In this doctrine, the movement emphasises that the believer must speak the promises and provisions that they want, which agree with the Bible, as an act of faith. This, they believe is according to Mark 11:22–23, where Jesus said believers shall have whatsoever they say and pray with faith. Clearly, the word faith is very important in their teaching.  The preachers in this movement strongly believe that financial blessing and physical well-being are always the will of God for his people, and that faith, positive speech, and donations to religious causes will increase one’s material wealth.

Given below is the basic theology most WOF teachers would align themselves with.

  1. Faith is a force: The WOF preachers teach that faith works like a mighty power or force. Through faith, a believer can obtain anything they want—health, wealth, success, a good job, whatever. But this force is only released through the spoken word. As the believer speaks the words of faith, power is discharged to accomplish their desires. The formula is very simple: say it, do it, receive it and tell it.
  2. Healing: The WOF, using Isaiah 53:5 and Matthew 8:17, teaches that Christ’s atonement brought about complete healing (of spirit, soul, and body), and therefore healing is available to all who believe. A person who accepts this teaching will confess verses like these two, declaring that they are healed. They will be thinking that in doing so they are declaring the “word of faith”, believing these promises without any doubt. According to this teaching, healing is a divine right. Sickness is an attempt by the devil to rob believers of their right.
  3. Prosperity: This movement teaches that God wants his people to live prosperous lives in all areas—finances, good health, good marriages, etc. The Word of Faith movement teaches that God blesses his people to achieve the promises that are in the Bible. Therefore, suffering does not come from God, but rather from Satan. Kenneth Copeland’s ministry says that the idea that God uses suffering for our benefit is “a deception of Satan” and “absolutely against the Word of God.” Furthermore, they teach that if someone is not experiencing prosperity, it is because they have given Satan authority over their lives. God will not do anything at all unless the person invites him to.

The movement teaches that Jesus and the apostles were financially wealthy, owning homes, and businesses. The following reasons are given for this:

  1. Jesus’ ability to travel without apparently working to earn a living for three years.
  2. References by Jesus and the apostles to owning homes (Lk. 18:28–30).

# [WHAT YOU ARE ASKED TO DO]
Write the next part of the passage on Word of Faith teaching, starting right after its final line. The entries after this point come from a different source.

# [RECORD SET]
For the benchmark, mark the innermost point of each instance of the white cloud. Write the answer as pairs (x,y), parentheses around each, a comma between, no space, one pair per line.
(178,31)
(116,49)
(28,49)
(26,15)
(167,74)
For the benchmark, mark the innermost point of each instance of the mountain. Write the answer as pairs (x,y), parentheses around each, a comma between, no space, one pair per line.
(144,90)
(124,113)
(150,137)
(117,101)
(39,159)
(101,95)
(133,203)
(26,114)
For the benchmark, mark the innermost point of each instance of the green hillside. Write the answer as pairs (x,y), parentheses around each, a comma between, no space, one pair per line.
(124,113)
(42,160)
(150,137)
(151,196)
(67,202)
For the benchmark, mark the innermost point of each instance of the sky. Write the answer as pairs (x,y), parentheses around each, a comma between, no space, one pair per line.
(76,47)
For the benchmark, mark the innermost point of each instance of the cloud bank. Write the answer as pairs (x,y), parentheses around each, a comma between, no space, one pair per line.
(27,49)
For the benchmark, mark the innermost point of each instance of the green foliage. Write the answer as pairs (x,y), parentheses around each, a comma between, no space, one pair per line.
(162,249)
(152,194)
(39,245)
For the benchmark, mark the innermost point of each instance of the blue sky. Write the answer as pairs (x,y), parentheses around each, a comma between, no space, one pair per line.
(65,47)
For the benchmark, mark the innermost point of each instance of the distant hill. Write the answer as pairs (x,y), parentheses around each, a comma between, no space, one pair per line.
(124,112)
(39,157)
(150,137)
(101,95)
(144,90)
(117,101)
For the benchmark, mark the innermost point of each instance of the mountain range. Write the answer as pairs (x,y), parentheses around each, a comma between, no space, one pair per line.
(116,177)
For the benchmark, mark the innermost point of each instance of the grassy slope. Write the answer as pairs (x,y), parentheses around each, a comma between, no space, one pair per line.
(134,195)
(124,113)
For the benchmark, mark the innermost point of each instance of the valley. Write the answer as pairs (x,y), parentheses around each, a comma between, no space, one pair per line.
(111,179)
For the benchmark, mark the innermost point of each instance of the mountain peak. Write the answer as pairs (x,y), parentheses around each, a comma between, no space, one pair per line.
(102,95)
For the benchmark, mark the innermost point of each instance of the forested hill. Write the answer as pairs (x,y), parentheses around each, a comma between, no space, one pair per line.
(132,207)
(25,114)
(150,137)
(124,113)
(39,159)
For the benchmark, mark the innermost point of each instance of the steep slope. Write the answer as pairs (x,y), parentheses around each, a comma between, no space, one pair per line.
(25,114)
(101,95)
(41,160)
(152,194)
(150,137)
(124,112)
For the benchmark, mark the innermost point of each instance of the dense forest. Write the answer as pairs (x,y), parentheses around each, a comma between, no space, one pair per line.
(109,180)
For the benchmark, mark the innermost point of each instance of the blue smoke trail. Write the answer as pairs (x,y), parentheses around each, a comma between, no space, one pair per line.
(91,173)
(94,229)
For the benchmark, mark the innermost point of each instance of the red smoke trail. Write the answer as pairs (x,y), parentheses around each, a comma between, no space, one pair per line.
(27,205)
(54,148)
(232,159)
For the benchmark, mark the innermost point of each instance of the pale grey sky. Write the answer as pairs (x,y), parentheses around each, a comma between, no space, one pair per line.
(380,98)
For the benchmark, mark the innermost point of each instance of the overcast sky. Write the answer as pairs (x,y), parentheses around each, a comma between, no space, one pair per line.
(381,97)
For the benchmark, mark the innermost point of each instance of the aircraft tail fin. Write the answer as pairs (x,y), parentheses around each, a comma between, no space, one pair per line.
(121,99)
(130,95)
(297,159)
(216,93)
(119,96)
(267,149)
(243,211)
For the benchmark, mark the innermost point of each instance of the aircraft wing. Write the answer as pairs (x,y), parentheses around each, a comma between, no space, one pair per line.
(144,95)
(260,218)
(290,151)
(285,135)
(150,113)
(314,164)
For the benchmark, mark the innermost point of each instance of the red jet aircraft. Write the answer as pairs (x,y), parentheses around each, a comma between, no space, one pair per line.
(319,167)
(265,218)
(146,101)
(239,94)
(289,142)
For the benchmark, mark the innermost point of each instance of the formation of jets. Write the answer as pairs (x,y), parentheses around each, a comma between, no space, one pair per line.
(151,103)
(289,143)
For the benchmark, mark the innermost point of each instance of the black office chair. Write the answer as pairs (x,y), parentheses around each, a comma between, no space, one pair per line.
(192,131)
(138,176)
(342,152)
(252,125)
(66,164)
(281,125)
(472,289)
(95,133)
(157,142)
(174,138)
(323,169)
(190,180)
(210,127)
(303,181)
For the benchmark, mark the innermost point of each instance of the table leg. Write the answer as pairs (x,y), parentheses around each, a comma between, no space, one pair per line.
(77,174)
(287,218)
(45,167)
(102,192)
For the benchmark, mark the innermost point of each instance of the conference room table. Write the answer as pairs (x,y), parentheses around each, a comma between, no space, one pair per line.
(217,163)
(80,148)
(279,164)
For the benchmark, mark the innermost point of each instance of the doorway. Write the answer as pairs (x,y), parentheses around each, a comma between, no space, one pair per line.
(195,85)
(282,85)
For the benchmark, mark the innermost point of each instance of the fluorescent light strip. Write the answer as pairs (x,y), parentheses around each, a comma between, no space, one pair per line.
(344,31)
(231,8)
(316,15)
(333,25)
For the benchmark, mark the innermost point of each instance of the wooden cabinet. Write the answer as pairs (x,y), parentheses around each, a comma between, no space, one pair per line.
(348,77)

# [TASK RESULT]
  3. Jesus had a treasurer, Judas Iscariot (John 12:6).

All these arguments are contrary to the traditional view of Jesus as you see, for instance, in Matthew 8:20. However, they go on to argue that the promises for financial prosperity throughout the Old and New Testaments teach that modern believers also have access to these “blessing”. Therefore, they can also become financially wealthy.  Kenneth Copeland teaches total prosperity, wrongly quoting 3 John 2, saying, “As the seeds of prosperity are planted in your heart, in your will and in your emotions…they eventually produce a great financial harvest.”

  1. Faith and confession: The Word of Faith movement teaches that receiving from God involves “confession”. Its practitioners refer to this as “positive confession” or “faith confession”. Word of Faith teachers, such as Kenneth E. Hagin and Charles Capps, have argued that God created the universe simply by speaking it into existence (Gen. 1), and that humans have been endowed with the ability (power) to speak things into existence. Therefore, making a “positive confession” (by reciting a promise of scripture, for example), and believing that which God says, brings the power that was released when Christ was raised from the dead (Eph. 1:19–20; 3:20), which causes those things to come into fruition. This teaching is interpreted from Mark 11:22–23. In this movement, positive confession is the same as to decree or to declare, because to them faith is a force.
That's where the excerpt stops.